• Goal
Transcribe every record that appears below, exactly and in full.
-- Supplied data start --
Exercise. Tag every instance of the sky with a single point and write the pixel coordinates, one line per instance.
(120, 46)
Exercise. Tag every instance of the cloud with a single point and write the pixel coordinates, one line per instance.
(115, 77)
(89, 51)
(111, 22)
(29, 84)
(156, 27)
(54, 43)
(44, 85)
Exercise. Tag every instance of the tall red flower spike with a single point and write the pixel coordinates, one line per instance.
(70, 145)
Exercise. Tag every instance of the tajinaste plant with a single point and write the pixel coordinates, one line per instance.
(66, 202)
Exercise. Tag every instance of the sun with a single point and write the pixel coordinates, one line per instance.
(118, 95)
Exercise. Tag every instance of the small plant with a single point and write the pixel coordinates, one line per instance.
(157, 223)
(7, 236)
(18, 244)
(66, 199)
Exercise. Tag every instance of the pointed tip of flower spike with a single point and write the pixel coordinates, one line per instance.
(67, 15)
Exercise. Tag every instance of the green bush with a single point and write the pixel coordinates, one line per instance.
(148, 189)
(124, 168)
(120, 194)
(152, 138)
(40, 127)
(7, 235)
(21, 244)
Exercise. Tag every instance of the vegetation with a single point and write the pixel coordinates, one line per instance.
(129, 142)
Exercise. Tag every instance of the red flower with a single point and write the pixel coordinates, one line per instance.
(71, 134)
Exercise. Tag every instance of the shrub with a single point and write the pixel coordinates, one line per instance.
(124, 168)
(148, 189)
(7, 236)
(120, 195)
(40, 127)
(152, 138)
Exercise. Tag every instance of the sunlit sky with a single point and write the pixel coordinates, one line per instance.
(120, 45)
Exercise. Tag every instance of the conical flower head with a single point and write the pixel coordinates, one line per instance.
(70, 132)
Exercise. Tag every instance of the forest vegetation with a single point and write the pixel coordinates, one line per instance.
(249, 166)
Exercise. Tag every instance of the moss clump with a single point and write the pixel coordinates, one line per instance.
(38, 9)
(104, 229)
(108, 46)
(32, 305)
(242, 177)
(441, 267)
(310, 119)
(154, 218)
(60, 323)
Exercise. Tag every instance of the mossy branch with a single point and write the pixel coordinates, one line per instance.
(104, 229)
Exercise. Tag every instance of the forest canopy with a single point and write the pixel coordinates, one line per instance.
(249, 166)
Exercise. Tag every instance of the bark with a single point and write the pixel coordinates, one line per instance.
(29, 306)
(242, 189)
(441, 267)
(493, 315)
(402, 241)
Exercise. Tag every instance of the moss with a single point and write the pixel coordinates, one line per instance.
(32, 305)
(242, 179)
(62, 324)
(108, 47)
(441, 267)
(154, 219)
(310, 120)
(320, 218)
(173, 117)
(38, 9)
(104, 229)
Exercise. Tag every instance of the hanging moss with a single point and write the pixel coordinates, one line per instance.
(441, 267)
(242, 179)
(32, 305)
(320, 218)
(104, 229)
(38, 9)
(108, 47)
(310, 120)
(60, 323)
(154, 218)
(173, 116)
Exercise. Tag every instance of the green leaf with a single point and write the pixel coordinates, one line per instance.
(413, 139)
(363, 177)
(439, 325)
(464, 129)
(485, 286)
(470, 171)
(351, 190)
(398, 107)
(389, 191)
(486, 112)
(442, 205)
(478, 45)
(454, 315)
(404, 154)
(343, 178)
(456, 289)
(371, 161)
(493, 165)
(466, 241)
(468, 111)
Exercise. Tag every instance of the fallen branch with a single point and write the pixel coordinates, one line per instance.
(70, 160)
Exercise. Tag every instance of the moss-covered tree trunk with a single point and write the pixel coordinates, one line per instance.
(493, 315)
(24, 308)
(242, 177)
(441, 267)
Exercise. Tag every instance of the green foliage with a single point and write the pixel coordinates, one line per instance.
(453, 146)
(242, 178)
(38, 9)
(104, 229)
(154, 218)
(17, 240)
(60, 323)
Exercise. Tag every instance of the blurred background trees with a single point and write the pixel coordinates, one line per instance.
-- Supplied data end --
• Answer to this problem
Exercise. Tag every instance of the sky with a single point and write the pixel coordinates, one line per instance.
(120, 46)
Exercise. Tag every instance of the cloud with a single point and write the pixel coordinates, one line per instance.
(115, 77)
(89, 51)
(111, 22)
(29, 84)
(156, 27)
(54, 43)
(44, 85)
Exercise. Tag every instance of the tall red flower spike with a single point and write the pixel coordinates, one line per instance.
(70, 145)
Exercise. Tag every instance of the tajinaste plant with a single point and write the pixel coordinates, one line per instance.
(66, 202)
Exercise. Tag every instance of the sun with a single point and write the pixel coordinates, one line per instance.
(118, 95)
Exercise. Tag every instance of the small plant with a single point and write the pixel coordinates, one line per instance.
(157, 223)
(7, 236)
(18, 244)
(66, 199)
Exercise. Tag every instance of the pointed tip of flower spike with a single point and write the pixel coordinates, one line per instance.
(67, 15)
Exercise. Tag every instance of the green bush with a single point and write the pixel coordinates, one line per instance.
(148, 189)
(124, 168)
(120, 194)
(152, 138)
(40, 127)
(7, 235)
(21, 244)
Exercise. Tag every instance of the vegetation with a single point and write the pixel coordinates, one line per instance.
(129, 142)
Exercise. Tag every instance of the red flower with a single point and write the pixel coordinates, one line per instance.
(71, 134)
Exercise. Tag every instance of the shrub with a single point and write the pixel coordinates, one line per instance.
(124, 168)
(148, 189)
(7, 236)
(120, 195)
(40, 127)
(152, 138)
Exercise. Tag every instance of the sunlit sky with a single point and write the pixel coordinates, one line per instance.
(120, 45)
Exercise. Tag every instance of the conical flower head with a single point and write the pixel coordinates, one line per instance.
(70, 132)
Exercise. Tag every instance of the forest vegetation with a single point and write the pixel coordinates, one line per instance.
(249, 166)
Exercise. Tag every instance of the moss clump with a single point and write the pixel coordinates, one line per instance.
(38, 9)
(104, 229)
(108, 46)
(32, 305)
(242, 177)
(441, 267)
(310, 119)
(154, 218)
(60, 323)
Exercise. Tag every instance of the mossy branch with a single point and write the pixel coordinates, one line per instance.
(104, 229)
Exercise. Tag every instance of the forest canopy with a single point and write the pixel coordinates, one line per instance.
(249, 166)
Exercise. Tag every instance of the bark with a single point and write the pixel coordinates, one line per instance.
(29, 306)
(242, 189)
(441, 267)
(493, 315)
(402, 241)
Exercise. Tag every instance of the moss with a single point and write the pixel coordinates, one line per instance.
(32, 305)
(242, 179)
(62, 324)
(108, 47)
(441, 267)
(154, 219)
(310, 120)
(320, 218)
(173, 117)
(38, 9)
(104, 229)
Exercise. Tag every instance of the hanging moss with a single point and write the pixel coordinates, one line per instance.
(441, 267)
(242, 179)
(32, 305)
(320, 218)
(104, 229)
(38, 9)
(108, 47)
(310, 120)
(60, 323)
(154, 218)
(173, 116)
Exercise. Tag every instance of the green leaf with a single point and write the pixel coordinates, one line per instance.
(413, 139)
(363, 177)
(439, 325)
(464, 129)
(485, 286)
(470, 171)
(351, 190)
(398, 107)
(389, 191)
(486, 112)
(442, 205)
(478, 45)
(454, 315)
(404, 154)
(343, 178)
(456, 289)
(371, 161)
(493, 165)
(466, 241)
(468, 111)
Exercise. Tag every instance of the fallen branch with a single point and write the pixel coordinates, one line per instance.
(70, 160)
Exercise. Tag every instance of the moss-covered tree trunk with a single point and write the pixel coordinates, one line per instance.
(493, 315)
(24, 308)
(242, 177)
(441, 267)
Exercise. Tag every instance of the green foliage with a single point and write the pixel coordinates, one line per instance.
(453, 146)
(242, 178)
(38, 9)
(104, 229)
(154, 218)
(17, 240)
(60, 323)
Exercise. Tag every instance of the blurred background trees with a single point and write the pixel coordinates, one line per instance.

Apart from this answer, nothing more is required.